Pull out the data lines beginning with the one containing "Above is an image. Find the metal" and ending with the one containing "669, 172, 800, 354", both included, and reproduce them verbatim.

[Region labeling data]
+---+
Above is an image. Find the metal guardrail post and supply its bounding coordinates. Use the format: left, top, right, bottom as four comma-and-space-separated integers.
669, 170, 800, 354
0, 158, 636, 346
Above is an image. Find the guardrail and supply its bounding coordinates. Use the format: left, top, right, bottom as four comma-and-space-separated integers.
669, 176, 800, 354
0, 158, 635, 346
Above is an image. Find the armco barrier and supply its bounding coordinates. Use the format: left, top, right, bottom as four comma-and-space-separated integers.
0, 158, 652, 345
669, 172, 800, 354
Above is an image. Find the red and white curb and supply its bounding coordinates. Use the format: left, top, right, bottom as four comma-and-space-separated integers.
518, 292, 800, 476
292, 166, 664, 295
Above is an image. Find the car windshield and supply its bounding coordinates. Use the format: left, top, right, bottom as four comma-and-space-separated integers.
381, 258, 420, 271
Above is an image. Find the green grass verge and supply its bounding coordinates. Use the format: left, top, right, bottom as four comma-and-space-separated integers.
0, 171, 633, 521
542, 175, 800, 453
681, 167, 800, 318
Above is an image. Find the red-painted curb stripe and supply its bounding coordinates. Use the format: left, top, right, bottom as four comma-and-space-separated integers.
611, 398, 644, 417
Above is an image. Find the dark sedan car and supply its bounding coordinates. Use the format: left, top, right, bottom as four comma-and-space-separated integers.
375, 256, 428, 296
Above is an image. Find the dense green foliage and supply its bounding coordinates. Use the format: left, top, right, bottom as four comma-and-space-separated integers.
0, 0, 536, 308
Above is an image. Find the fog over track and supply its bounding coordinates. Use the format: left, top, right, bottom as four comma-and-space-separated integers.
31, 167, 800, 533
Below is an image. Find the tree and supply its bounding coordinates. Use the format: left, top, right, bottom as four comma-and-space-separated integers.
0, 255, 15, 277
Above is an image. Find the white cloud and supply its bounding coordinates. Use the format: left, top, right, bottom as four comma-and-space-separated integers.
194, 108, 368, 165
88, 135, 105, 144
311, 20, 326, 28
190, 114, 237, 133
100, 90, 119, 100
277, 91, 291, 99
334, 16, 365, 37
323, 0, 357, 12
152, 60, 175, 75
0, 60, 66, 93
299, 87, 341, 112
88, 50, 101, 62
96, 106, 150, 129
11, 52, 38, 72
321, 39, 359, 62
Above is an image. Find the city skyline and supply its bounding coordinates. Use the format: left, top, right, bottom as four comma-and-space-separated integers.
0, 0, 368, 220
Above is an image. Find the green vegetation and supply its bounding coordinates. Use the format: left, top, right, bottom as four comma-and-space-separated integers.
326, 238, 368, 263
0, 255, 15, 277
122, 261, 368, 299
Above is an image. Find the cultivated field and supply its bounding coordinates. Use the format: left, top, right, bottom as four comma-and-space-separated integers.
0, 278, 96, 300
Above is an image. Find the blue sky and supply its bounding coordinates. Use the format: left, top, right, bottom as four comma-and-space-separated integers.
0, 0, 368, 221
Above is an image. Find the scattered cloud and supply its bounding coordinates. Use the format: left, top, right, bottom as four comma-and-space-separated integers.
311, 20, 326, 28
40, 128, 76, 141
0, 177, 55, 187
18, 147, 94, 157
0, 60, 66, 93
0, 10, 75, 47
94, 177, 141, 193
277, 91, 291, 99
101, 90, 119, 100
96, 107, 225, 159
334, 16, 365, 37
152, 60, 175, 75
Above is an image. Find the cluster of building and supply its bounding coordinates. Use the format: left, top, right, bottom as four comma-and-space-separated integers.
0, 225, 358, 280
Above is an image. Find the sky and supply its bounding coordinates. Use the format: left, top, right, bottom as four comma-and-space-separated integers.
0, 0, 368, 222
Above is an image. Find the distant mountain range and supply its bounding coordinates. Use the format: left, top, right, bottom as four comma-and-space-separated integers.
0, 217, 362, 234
+---+
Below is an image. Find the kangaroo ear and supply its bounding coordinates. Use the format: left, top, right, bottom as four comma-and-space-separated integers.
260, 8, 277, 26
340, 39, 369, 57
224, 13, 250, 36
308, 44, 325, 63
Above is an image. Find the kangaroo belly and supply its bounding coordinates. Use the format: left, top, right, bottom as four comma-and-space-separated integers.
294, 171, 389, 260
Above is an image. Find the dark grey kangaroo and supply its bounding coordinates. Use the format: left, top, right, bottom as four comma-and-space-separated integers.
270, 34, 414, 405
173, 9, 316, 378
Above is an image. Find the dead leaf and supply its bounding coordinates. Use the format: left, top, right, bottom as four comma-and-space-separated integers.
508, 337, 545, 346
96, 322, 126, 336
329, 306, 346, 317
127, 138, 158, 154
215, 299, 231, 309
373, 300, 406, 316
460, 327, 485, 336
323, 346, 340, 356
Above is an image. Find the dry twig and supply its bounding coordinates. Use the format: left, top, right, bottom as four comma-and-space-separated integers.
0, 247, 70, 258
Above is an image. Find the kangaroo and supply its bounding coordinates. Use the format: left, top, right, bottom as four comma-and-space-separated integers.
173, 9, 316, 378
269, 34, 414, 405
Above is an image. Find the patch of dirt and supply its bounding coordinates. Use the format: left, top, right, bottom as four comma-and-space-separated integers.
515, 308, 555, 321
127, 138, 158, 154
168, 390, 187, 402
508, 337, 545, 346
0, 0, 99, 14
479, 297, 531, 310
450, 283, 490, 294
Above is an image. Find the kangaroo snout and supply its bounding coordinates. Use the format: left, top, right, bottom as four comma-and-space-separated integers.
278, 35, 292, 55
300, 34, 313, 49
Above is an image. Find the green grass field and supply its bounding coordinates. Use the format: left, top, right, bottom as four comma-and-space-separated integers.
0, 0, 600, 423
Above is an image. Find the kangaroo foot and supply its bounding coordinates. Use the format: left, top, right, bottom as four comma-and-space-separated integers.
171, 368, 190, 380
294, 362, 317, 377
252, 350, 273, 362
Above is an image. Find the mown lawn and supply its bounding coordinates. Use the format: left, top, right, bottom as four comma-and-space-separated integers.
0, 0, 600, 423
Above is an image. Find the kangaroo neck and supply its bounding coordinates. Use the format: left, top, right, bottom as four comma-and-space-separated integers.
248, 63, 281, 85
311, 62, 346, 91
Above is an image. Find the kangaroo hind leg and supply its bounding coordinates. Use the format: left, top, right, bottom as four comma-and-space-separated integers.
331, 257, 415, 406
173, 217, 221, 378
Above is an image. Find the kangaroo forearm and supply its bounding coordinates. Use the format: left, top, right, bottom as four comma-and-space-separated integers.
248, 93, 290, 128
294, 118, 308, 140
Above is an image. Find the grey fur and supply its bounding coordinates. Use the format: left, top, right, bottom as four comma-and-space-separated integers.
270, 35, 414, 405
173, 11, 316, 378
+---+
### EXERCISE ANSWER:
Above is an image. Find the metal guardrail post and supply its bounding coordinates. Use the format: left, top, right, bottom as four comma-and-space-separated integers.
669, 170, 800, 354
0, 158, 636, 346
Above is an image. Find the guardrail and supply its bounding coordinates. Use the format: left, top, right, bottom as four comma-and-space-separated integers.
669, 176, 800, 354
0, 158, 635, 346
Above is an image. Find the armco barrier and supply its bounding coordinates. Use the format: left, top, right, bottom as four comma-and-space-separated integers.
0, 158, 652, 345
669, 172, 800, 354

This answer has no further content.